| やってみよう |
ピロリ菌と胃がんの記事によると、ピロリ菌に感染していて4つの遺伝子のいずれかに変異がある人が85歳までに胃がんを発症するリスクは、何%と推計されたか。答えてください。

| 読む抜粋 |
「ピロリ菌」胃がんの発症リスク高める遺伝子変異 複数発見

「ピロリ菌」胃がんの発症リスク高める遺伝子変異 複数発見

2023年3月30日 6時47分 医療・健康大規模な遺伝情報の解析の結果、「ピロリ菌」感染による胃がんの発症リスクを大きく高める遺伝子の変異を複数発見したと、理化学研究所などの研究グループが発表しました。これらの遺伝子変異がある人は、ピロリ菌の除菌による、胃がんのリスクを下げる効果がより大きい可能性があるとしています。理化学研究所の碓井喜明特別研究員らと、愛知県がんセンターなどのグループは、国内の胃がん患者およそ1万1000人と、がんではない人、およそ4万4000人の遺伝情報を比較して解析し、遺伝子の変異と胃がんのリスクの関連を調べました。その結果、9つの遺伝子の変異について、胃がんのリスクの上昇と関連があることを発見しました。このうち、乳がんなどの発症と関連がある「BRCA」と呼ばれるものなど、遺伝子の修復と関わる4つの遺伝子の変異は、胃がんの原因の一つ、ピロリ菌に感染している場合、リスクが大きく上昇することがわかったということです。ピロリ菌に感染している人が、85歳までに胃がんを発症するリスクを推計したところ、▽遺伝子変異の無い人は14.4%だったのに対し、▽4つのうち、いずれかの遺伝子変異がある人は45.5%となっていました。ピロリ菌の除菌は、胃がんの発症リスクを抑えるとされていますが、研究グループは「これらの遺伝子変異のある人は、除菌の効果がより大きい可能性がある」としています。

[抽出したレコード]

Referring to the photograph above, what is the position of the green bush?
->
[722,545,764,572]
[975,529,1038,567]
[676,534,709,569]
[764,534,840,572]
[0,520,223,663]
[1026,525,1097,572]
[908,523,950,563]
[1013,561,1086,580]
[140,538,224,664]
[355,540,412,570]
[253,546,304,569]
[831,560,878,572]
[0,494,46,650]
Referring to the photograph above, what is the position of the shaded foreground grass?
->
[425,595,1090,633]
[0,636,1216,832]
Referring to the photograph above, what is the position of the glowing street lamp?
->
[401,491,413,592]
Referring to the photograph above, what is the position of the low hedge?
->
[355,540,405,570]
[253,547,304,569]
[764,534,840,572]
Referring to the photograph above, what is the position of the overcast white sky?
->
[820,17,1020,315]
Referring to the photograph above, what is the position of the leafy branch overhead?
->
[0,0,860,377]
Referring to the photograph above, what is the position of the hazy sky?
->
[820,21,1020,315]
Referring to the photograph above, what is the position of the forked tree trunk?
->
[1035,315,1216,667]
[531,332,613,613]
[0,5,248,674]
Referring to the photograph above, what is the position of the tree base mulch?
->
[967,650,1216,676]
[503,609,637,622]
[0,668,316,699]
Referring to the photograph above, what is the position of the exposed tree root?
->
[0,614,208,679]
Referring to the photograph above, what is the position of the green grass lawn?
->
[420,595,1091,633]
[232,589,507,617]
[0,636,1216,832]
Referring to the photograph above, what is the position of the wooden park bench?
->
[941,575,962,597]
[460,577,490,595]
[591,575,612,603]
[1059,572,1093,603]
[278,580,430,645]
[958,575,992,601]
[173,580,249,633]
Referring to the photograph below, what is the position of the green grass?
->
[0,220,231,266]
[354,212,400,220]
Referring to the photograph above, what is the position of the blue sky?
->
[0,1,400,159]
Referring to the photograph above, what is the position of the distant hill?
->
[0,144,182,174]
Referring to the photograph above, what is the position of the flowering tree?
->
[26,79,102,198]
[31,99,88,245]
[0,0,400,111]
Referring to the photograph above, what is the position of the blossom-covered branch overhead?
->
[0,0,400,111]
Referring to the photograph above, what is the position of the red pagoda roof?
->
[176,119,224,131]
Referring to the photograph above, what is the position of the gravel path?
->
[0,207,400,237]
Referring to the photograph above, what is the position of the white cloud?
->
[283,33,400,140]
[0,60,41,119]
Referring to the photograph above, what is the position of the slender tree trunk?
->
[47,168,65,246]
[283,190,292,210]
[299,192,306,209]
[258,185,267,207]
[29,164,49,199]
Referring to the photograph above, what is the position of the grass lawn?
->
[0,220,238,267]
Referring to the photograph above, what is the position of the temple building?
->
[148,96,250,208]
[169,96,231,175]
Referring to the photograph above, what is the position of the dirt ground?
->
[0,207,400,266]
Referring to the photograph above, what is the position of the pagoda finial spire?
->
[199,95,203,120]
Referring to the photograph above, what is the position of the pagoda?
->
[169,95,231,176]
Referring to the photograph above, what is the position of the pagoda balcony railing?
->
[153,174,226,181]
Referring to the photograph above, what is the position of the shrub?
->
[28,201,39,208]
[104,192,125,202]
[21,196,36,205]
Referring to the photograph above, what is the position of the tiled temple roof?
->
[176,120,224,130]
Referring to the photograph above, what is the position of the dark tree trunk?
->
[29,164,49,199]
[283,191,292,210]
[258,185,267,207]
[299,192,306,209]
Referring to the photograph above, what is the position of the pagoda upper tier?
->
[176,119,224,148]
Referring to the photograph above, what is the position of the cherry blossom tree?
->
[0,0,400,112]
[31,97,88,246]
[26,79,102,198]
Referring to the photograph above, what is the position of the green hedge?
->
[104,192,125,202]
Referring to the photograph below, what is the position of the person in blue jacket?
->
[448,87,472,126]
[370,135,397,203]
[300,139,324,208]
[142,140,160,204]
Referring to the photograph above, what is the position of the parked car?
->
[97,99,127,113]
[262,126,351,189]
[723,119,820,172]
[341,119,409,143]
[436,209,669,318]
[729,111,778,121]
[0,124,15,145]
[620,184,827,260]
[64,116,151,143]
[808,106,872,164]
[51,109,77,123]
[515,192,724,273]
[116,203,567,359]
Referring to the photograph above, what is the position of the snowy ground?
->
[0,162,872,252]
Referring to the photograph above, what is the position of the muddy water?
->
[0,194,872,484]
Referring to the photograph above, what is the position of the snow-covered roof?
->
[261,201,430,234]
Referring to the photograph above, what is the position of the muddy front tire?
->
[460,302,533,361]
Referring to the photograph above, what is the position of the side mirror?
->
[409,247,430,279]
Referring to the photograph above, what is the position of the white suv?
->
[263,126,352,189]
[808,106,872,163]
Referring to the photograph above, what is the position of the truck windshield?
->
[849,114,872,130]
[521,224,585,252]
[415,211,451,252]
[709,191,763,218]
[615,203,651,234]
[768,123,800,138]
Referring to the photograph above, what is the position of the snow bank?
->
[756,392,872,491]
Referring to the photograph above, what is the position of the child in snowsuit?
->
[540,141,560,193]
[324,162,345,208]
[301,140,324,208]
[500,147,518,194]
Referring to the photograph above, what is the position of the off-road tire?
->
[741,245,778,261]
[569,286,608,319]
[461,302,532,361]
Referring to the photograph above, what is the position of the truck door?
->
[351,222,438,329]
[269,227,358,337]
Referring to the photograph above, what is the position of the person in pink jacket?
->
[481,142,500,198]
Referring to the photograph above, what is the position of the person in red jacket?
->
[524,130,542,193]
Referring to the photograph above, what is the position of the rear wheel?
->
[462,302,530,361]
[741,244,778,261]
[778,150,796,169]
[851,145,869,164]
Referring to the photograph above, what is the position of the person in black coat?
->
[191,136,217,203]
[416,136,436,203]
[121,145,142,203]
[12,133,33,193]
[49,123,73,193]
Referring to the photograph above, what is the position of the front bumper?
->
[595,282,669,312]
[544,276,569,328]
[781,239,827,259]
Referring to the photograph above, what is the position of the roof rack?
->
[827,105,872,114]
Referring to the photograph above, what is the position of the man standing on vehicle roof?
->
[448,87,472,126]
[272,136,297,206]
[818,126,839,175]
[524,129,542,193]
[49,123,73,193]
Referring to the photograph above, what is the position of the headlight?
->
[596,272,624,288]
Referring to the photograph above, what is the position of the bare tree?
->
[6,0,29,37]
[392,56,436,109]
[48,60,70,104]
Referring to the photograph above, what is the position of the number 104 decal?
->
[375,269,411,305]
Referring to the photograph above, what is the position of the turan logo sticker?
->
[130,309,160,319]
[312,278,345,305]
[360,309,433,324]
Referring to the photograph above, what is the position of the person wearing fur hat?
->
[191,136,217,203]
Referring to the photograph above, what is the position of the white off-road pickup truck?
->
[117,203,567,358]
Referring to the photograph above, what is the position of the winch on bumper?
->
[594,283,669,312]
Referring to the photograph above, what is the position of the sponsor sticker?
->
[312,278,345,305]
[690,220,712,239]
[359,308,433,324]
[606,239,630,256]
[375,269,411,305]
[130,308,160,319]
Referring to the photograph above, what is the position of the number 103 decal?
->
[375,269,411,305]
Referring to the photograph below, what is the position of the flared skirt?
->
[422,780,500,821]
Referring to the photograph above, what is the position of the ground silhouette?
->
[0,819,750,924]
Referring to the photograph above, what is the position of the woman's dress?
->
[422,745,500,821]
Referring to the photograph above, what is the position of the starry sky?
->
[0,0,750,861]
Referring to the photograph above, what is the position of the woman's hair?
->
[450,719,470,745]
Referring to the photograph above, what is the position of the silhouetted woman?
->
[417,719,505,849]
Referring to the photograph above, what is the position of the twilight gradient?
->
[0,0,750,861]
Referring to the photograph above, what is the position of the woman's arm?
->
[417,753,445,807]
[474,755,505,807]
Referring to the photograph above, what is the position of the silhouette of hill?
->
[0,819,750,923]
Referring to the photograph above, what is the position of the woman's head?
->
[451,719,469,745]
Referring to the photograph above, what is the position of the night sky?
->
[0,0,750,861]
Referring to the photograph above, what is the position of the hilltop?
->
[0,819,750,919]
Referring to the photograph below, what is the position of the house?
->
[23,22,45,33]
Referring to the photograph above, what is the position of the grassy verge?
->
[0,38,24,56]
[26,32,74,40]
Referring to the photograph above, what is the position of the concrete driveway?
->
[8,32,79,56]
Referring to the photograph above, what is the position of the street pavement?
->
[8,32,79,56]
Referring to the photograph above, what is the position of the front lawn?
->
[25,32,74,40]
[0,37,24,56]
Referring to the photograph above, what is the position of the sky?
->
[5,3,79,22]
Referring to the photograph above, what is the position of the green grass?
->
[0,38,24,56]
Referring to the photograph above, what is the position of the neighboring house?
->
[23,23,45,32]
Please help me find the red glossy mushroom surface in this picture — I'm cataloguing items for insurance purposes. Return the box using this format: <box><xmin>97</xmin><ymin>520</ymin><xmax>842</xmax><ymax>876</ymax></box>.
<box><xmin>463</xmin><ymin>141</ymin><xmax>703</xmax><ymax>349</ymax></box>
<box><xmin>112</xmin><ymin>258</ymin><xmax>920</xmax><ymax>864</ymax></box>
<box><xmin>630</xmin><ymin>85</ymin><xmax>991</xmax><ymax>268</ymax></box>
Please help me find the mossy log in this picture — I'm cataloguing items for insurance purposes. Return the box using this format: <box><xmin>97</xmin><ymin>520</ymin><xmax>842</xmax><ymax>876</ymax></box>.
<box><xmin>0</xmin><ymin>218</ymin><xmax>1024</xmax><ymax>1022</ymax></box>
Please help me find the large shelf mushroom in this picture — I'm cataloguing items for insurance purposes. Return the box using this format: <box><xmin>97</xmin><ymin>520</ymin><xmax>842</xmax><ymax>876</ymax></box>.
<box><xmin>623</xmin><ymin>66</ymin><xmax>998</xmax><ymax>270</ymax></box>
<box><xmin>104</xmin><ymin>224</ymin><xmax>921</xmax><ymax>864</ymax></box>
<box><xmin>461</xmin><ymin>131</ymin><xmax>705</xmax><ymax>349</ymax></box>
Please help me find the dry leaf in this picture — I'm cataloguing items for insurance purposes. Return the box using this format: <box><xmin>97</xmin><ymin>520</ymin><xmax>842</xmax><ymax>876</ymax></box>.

| 演習の結果 |
45.5%と推計された。